**Task to complete**
Convert each line of the records below into a Markdown table with two columns, Row and Line, giving each line a row number and omitting blank lines.

**Records for processing**
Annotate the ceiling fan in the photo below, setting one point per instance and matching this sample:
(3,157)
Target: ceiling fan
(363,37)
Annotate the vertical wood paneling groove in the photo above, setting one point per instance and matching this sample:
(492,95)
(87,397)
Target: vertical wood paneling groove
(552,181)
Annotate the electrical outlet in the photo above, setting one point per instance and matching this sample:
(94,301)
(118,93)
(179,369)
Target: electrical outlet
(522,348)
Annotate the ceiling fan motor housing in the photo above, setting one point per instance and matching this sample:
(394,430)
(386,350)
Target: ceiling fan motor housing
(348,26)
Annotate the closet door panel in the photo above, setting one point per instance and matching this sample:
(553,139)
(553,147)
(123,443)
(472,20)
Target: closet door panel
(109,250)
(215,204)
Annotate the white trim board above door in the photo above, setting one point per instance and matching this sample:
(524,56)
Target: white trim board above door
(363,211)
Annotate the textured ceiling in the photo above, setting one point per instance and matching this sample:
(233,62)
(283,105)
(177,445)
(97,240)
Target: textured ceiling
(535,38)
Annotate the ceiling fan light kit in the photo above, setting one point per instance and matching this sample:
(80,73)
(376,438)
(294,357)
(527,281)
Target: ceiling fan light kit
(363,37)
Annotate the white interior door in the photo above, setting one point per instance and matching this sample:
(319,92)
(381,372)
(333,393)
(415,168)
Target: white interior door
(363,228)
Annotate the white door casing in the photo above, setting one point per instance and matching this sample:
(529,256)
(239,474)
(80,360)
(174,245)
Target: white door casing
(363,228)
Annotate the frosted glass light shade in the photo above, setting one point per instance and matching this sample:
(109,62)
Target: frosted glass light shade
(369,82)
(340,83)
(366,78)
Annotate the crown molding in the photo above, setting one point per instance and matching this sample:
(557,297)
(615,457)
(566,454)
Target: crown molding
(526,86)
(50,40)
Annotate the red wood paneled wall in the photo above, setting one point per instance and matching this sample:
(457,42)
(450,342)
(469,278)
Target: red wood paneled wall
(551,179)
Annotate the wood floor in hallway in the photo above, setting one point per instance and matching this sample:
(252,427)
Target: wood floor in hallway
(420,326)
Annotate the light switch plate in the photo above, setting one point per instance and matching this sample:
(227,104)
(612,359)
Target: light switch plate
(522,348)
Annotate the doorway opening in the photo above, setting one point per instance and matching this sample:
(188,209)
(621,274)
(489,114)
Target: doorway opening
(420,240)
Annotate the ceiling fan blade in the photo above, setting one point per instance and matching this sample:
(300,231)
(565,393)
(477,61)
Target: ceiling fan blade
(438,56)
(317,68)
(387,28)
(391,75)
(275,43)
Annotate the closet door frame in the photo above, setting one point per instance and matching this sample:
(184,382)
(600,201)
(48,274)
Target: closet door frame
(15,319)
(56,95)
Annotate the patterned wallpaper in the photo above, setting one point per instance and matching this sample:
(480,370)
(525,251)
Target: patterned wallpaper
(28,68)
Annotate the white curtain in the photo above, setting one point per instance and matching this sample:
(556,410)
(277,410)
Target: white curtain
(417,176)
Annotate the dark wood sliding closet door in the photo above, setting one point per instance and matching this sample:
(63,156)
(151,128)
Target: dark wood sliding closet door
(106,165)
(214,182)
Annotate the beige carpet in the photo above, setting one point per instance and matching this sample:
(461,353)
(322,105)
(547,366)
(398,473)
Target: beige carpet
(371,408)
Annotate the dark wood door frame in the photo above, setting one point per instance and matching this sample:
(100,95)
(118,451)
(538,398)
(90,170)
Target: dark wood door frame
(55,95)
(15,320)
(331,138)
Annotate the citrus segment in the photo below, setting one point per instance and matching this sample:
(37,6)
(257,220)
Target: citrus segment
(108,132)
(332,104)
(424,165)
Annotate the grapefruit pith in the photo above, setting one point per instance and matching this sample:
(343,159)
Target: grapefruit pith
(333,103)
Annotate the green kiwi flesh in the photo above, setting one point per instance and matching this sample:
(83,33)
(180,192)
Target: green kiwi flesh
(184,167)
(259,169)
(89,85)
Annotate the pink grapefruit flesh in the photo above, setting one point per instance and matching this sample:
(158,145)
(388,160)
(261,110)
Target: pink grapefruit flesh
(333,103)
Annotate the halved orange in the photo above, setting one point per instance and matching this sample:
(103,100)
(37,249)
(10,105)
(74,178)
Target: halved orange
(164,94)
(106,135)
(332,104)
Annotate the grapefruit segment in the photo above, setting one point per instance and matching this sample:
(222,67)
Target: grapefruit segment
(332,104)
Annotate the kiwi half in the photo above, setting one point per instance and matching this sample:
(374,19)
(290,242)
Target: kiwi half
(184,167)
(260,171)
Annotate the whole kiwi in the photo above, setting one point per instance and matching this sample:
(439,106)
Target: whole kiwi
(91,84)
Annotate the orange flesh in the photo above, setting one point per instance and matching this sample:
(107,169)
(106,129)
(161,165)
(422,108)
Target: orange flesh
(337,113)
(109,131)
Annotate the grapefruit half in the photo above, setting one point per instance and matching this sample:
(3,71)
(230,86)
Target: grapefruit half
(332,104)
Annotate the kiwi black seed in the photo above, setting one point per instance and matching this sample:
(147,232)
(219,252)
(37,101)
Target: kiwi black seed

**Written response**
| Row | Line |
|---|---|
| 1 | Annotate the ceiling fan in the photo below, setting one point per instance and matching this sample: |
| 2 | (3,157) |
| 3 | Target: ceiling fan |
| 4 | (363,37) |
| 5 | Annotate the vertical wood paneling groove in the photo above, setting one point per instance and matching this sample: |
| 6 | (492,95) |
| 7 | (87,397) |
| 8 | Target: vertical wood paneling groove |
| 9 | (552,181) |
| 10 | Annotate the electrical outlet in the photo above, setting one point per instance and matching this sample: |
| 11 | (94,301) |
| 12 | (118,93) |
| 13 | (179,369) |
| 14 | Target: electrical outlet |
| 15 | (522,348) |
| 16 | Annotate the ceiling fan motor housing in the photo above, setting one point per instance and matching this sample: |
| 17 | (394,430) |
| 18 | (386,350) |
| 19 | Target: ceiling fan motor housing |
| 20 | (348,26) |
| 21 | Annotate the closet door panel in the photo above, setting one point per instance and matching this sample: |
| 22 | (553,139) |
| 23 | (553,147) |
| 24 | (123,443) |
| 25 | (472,20) |
| 26 | Target: closet door panel |
| 27 | (109,250) |
| 28 | (215,204) |
| 29 | Annotate the white trim board above door in the photo above, setting one point per instance and matching this sample: |
| 30 | (524,56) |
| 31 | Target: white trim board above door |
| 32 | (363,211) |
| 33 | Annotate the textured ceiling in the photo above, setting one point per instance and matching this sample: |
| 34 | (233,62) |
| 35 | (283,105) |
| 36 | (177,445) |
| 37 | (97,240) |
| 38 | Target: textured ceiling |
| 39 | (535,38) |
| 40 | Annotate the ceiling fan light kit in the photo above, setting one point per instance and matching this sample: |
| 41 | (80,73) |
| 42 | (376,438) |
| 43 | (294,357) |
| 44 | (527,281) |
| 45 | Target: ceiling fan light kit |
| 46 | (363,37) |
| 47 | Annotate the white interior door in the photo above, setting one point per instance and matching this sample: |
| 48 | (319,92) |
| 49 | (381,372) |
| 50 | (333,393) |
| 51 | (415,168) |
| 52 | Target: white interior door |
| 53 | (363,228) |
| 54 | Annotate the white door casing in the photo above, setting one point per instance and matching this sample: |
| 55 | (529,256) |
| 56 | (239,474) |
| 57 | (80,360) |
| 58 | (174,245) |
| 59 | Target: white door casing |
| 60 | (363,228) |
| 61 | Annotate the frosted glass light shade in the photo above, setting one point per instance and matching this sample: |
| 62 | (109,62) |
| 63 | Target: frosted glass light shade |
| 64 | (369,82) |
| 65 | (340,83) |
| 66 | (366,78) |
| 67 | Annotate the crown molding in the photo above, setting one point per instance and matching this sample: |
| 68 | (557,297) |
| 69 | (615,457) |
| 70 | (566,454) |
| 71 | Target: crown molding |
| 72 | (526,86) |
| 73 | (50,40) |
| 74 | Annotate the red wood paneled wall in the photo above, setting one point per instance and matching this sample: |
| 75 | (457,42) |
| 76 | (450,342) |
| 77 | (469,278) |
| 78 | Target: red wood paneled wall |
| 79 | (551,179) |
| 80 | Annotate the wood floor in hallway in the photo above, setting one point per instance and matching this sample: |
| 81 | (252,427) |
| 82 | Target: wood floor in hallway |
| 83 | (420,326) |
| 84 | Annotate the light switch plate in the photo above, setting one point per instance and matching this sample: |
| 85 | (227,104) |
| 86 | (612,359) |
| 87 | Target: light switch plate |
| 88 | (522,348) |
| 89 | Annotate the doorway opening in the photo above, setting one point per instance and matching this sample: |
| 90 | (188,209) |
| 91 | (621,274) |
| 92 | (489,114) |
| 93 | Target: doorway opening |
| 94 | (420,240) |
| 95 | Annotate the ceiling fan blade in the photo above, setting one point per instance and matching this sample: |
| 96 | (300,231) |
| 97 | (565,393) |
| 98 | (477,61) |
| 99 | Target: ceiling fan blade |
| 100 | (438,56) |
| 101 | (317,68) |
| 102 | (387,28) |
| 103 | (391,75) |
| 104 | (275,43) |
| 105 | Annotate the closet door frame in the photo above, setting one point per instance and matching this sample: |
| 106 | (184,382) |
| 107 | (600,201) |
| 108 | (48,274) |
| 109 | Target: closet door frame |
| 110 | (15,319) |
| 111 | (56,95) |
| 112 | Annotate the patterned wallpaper in the photo above, setting one point per instance and matching this sample: |
| 113 | (480,370) |
| 114 | (525,251) |
| 115 | Target: patterned wallpaper |
| 116 | (28,68) |
| 117 | Annotate the white curtain in the photo above, setting one point per instance and matching this sample: |
| 118 | (556,410) |
| 119 | (277,410) |
| 120 | Target: white curtain |
| 121 | (417,176) |
| 122 | Annotate the dark wood sliding closet door in the photo above, setting one point per instance and matching this sample: |
| 123 | (63,156) |
| 124 | (151,128) |
| 125 | Target: dark wood sliding closet door |
| 126 | (106,165) |
| 127 | (214,182) |
| 128 | Annotate the beige carpet in the photo above, setting one point per instance and matching this sample: |
| 129 | (461,353) |
| 130 | (322,105) |
| 131 | (547,366) |
| 132 | (398,473) |
| 133 | Target: beige carpet |
| 134 | (371,408) |
| 135 | Annotate the dark wood door frame in the photo above, setting one point per instance and matching this sample: |
| 136 | (100,95) |
| 137 | (118,451) |
| 138 | (538,398) |
| 139 | (90,170) |
| 140 | Target: dark wood door frame |
| 141 | (55,95) |
| 142 | (15,320) |
| 143 | (331,138) |
| 144 | Annotate the citrus segment in the photo below, setting one point per instance and matching this sample: |
| 145 | (37,6) |
| 146 | (257,220) |
| 147 | Target: citrus segment |
| 148 | (108,132) |
| 149 | (332,104) |
| 150 | (424,165) |
| 151 | Annotate the grapefruit pith in the photo above, setting one point per instance and matching this sample: |
| 152 | (343,159) |
| 153 | Target: grapefruit pith |
| 154 | (333,103) |
| 155 | Annotate the green kiwi flesh in the photo above, setting one point per instance and matching this sample: |
| 156 | (83,33) |
| 157 | (180,192) |
| 158 | Target: green kiwi flesh |
| 159 | (184,167) |
| 160 | (259,169) |
| 161 | (89,85) |
| 162 | Annotate the pink grapefruit flesh in the photo above, setting one point per instance and matching this sample: |
| 163 | (158,145) |
| 164 | (388,160) |
| 165 | (261,110) |
| 166 | Target: pink grapefruit flesh |
| 167 | (333,103) |
| 168 | Annotate the halved orange in the photo above, setting one point per instance and matching this sample: |
| 169 | (103,100) |
| 170 | (37,249) |
| 171 | (10,105) |
| 172 | (74,178) |
| 173 | Target: halved orange |
| 174 | (164,94) |
| 175 | (106,135) |
| 176 | (332,104) |
| 177 | Annotate the grapefruit segment in the photo above, setting one point per instance and matching this sample: |
| 178 | (222,67) |
| 179 | Target: grapefruit segment |
| 180 | (332,104) |
| 181 | Annotate the kiwi half in the photo above, setting one point per instance and matching this sample: |
| 182 | (374,19) |
| 183 | (290,242) |
| 184 | Target: kiwi half |
| 185 | (184,167) |
| 186 | (260,171) |
| 187 | Annotate the whole kiwi in the photo above, setting one point per instance and matching this sample: |
| 188 | (439,106) |
| 189 | Target: whole kiwi |
| 190 | (91,84) |
| 191 | Annotate the orange flesh in the photo above, setting one point per instance and matching this sample: |
| 192 | (107,169) |
| 193 | (106,129) |
| 194 | (161,165) |
| 195 | (422,108) |
| 196 | Target: orange flesh |
| 197 | (337,113) |
| 198 | (109,131) |
| 199 | Annotate the grapefruit half in the photo above, setting one point per instance and matching this sample: |
| 200 | (3,71) |
| 201 | (230,86) |
| 202 | Target: grapefruit half |
| 203 | (332,104) |
| 204 | Annotate the kiwi black seed in the photo above, setting one point per instance and matching this sample: |
| 205 | (147,232) |
| 206 | (219,252) |
| 207 | (37,101) |
| 208 | Target: kiwi black seed |